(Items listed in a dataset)

****************

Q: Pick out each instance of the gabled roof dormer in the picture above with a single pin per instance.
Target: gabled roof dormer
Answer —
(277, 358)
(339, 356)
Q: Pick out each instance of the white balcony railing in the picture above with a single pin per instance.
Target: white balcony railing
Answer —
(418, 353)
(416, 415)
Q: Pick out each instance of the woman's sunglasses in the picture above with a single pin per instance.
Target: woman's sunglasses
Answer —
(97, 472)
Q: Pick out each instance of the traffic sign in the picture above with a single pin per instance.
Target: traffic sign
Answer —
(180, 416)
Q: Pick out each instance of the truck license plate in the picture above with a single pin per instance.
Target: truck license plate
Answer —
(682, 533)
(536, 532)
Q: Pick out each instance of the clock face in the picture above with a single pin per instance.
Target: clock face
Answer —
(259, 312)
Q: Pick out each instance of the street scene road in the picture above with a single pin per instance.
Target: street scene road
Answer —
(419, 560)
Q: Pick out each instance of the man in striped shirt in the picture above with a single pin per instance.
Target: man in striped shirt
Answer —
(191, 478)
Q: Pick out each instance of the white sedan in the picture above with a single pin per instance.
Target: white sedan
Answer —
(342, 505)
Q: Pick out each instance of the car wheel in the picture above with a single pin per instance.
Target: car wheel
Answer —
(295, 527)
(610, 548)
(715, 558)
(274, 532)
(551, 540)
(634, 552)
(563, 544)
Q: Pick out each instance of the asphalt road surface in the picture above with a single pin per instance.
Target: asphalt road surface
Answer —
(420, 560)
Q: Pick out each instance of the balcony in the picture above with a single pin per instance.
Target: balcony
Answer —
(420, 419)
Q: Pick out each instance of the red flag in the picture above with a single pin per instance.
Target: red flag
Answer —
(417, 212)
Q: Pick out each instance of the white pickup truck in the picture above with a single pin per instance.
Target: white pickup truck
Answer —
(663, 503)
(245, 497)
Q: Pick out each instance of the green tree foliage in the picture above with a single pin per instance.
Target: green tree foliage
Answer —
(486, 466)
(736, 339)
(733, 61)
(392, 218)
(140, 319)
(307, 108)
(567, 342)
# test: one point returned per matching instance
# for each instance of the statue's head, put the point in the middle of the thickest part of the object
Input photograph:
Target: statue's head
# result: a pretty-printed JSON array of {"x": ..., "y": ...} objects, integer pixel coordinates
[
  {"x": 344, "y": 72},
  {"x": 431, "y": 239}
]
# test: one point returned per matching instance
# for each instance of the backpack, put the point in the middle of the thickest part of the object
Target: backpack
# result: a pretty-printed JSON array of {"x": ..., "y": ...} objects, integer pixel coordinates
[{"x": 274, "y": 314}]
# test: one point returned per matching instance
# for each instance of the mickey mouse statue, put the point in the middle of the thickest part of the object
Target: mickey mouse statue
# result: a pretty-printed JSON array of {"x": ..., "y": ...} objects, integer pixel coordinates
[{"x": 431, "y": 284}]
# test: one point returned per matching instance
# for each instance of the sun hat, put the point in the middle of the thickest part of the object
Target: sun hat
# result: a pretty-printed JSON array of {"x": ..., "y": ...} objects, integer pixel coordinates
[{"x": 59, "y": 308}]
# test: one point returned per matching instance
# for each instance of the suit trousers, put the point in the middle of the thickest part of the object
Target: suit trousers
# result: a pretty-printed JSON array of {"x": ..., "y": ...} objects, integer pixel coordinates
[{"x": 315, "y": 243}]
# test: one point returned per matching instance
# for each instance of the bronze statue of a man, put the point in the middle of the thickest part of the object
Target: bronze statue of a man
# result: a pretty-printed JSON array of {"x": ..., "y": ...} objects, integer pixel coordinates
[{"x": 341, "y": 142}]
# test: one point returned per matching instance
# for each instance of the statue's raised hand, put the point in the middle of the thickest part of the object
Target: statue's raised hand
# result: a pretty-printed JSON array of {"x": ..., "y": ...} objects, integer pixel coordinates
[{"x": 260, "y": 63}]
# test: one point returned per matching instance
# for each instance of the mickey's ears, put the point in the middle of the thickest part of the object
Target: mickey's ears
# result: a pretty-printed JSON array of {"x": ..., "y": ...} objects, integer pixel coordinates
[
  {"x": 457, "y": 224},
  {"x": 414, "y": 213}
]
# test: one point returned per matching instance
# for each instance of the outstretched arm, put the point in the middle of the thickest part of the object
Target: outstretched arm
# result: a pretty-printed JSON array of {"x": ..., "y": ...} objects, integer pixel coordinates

****************

#### [To do]
Could you retype every line of the data exactly?

#### [Finished exercise]
Q: Pick out each instance of the gabled roof dormer in the picture above with a single pin per instance.
Target: gabled roof dormer
Answer —
(277, 358)
(339, 356)
Q: Pick out each instance of the white balcony railing in the picture above with a single pin per instance.
Target: white balcony railing
Answer —
(418, 353)
(416, 415)
Q: Pick out each instance of the woman's sunglasses in the picture above with a single pin per instance.
Target: woman's sunglasses
Answer —
(97, 472)
Q: Pick out each instance of the traffic sign in the picture above with a single pin per instance.
Target: traffic sign
Answer —
(180, 416)
Q: Pick out each instance of the truck license plate in the picture above with a single pin per instance.
Target: truck license plate
Answer —
(682, 533)
(536, 532)
Q: Pick out each instance of the clock face in the picture above with a single pin per instance.
Target: clock face
Answer —
(259, 312)
Q: Pick out each instance of the street scene road in the picture above with a single pin per instance.
Target: street scene road
Answer —
(419, 560)
Q: Pick out each instance of the man in striped shirt in the picture above with a single pin per instance.
Target: man in striped shirt
Answer —
(191, 478)
Q: Pick out each instance of the white sedan in the picture above with a single pin per instance.
Target: white sedan
Answer —
(342, 505)
Q: Pick out each instance of the car wheel in the picture above with a single pin per instance.
Target: car wheel
Answer —
(295, 527)
(610, 548)
(715, 558)
(274, 532)
(551, 540)
(634, 552)
(563, 544)
Q: Pick out each instance of the asphalt road surface in the picture above with a single pin per instance.
Target: asphalt road surface
Answer —
(420, 560)
Q: Pick out each instance of the balcony in the picture above with a single pin per instance.
Target: balcony
Answer —
(420, 419)
Q: Pick out each instance of the red flag in the picture above with a single pin per instance.
Target: red flag
Answer —
(417, 212)
Q: Pick out each instance of the white pickup truck in the picture above with a single pin per instance.
Target: white pickup truck
Answer —
(663, 503)
(245, 497)
Q: Pick out each instance of the green tree foliage in the picture above with a single pin per instance.
Target: green tree foliage
Answer —
(486, 466)
(736, 339)
(733, 61)
(392, 218)
(140, 319)
(307, 108)
(567, 342)
# test: one point returned per matching instance
# for each instance of the statue's head, put the point in the middle of the thickest part of the object
Input photograph:
Target: statue's head
# result: a pretty-printed JSON array of {"x": ..., "y": ...} objects, integer pixel coordinates
[
  {"x": 344, "y": 72},
  {"x": 431, "y": 239}
]
# test: one point returned per matching instance
# for each instance of the backpack, put the point in the middle of the thickest part of the object
Target: backpack
# result: a pretty-printed JSON array of {"x": ..., "y": ...} objects, integer pixel coordinates
[{"x": 274, "y": 314}]
# test: one point returned per matching instance
# for each instance of the mickey mouse statue, put the point in the middle of the thickest part of the object
Target: mickey mouse statue
# result: a pretty-printed JSON array of {"x": ..., "y": ...} objects, integer pixel coordinates
[{"x": 431, "y": 284}]
# test: one point returned per matching instance
# for each instance of the sun hat, put the point in the middle of the thickest part of the object
Target: sun hat
# result: a pretty-printed JSON array of {"x": ..., "y": ...} objects, integer pixel coordinates
[{"x": 59, "y": 308}]
# test: one point returned per matching instance
# for each instance of the suit trousers, put the point in the middle of the thickest part of the object
Target: suit trousers
# result: a pretty-printed JSON array of {"x": ..., "y": ...} objects, integer pixel coordinates
[{"x": 315, "y": 243}]
# test: one point returned per matching instance
# for each instance of the bronze statue of a man, put the point in the middle of the thickest part of the object
Target: bronze statue of a man
# result: a pretty-printed JSON array of {"x": ..., "y": ...} objects, integer pixel coordinates
[{"x": 341, "y": 142}]
# test: one point returned per matching instance
# for each instance of the statue's raised hand, put the point in the middle of the thickest part of the object
Target: statue's raised hand
# result: a pretty-printed JSON array of {"x": ..., "y": ...} objects, integer pixel coordinates
[{"x": 260, "y": 63}]
# test: one point returned per matching instance
# for each instance of the mickey's ears, put the point in the middle of the thickest part of the object
Target: mickey's ears
# result: a pretty-printed JSON array of {"x": ..., "y": ...} objects, integer pixel coordinates
[
  {"x": 457, "y": 224},
  {"x": 414, "y": 213}
]
# test: one point returned per matching instance
# for each instance of the outstretched arm, put the point in the middle of the thickest part of the object
Target: outstretched arm
# result: a pretty-printed JSON array of {"x": ..., "y": ...} objects, integer pixel coordinates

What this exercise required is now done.